== Source records ==
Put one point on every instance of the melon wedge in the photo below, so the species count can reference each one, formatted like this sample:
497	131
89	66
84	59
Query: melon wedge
===
== Source records ==
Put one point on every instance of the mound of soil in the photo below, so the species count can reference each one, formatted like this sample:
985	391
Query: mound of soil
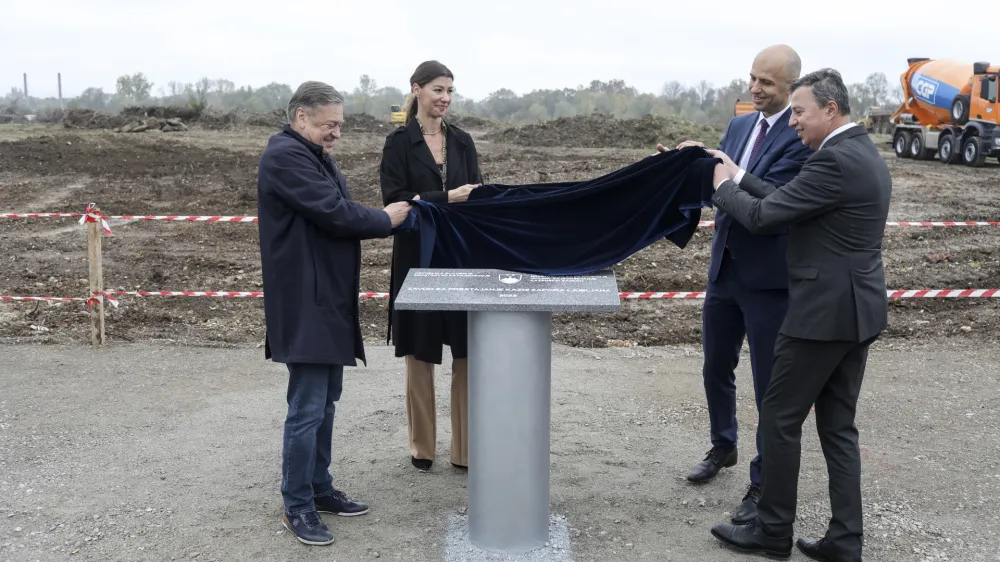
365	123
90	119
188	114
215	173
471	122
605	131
===
- **Your goal**
The range runs from the line with "Put one point on every instance of the melon" up to and including the line with "Query: melon wedge" in the listing above; please write out exactly those lines and nothing more.

- **Result of the exercise**
Put one point on every instance of the melon wedge in the photo below, so the species count can reference each one, formatted like this sample:
497	131
89	66
84	59
Query: melon wedge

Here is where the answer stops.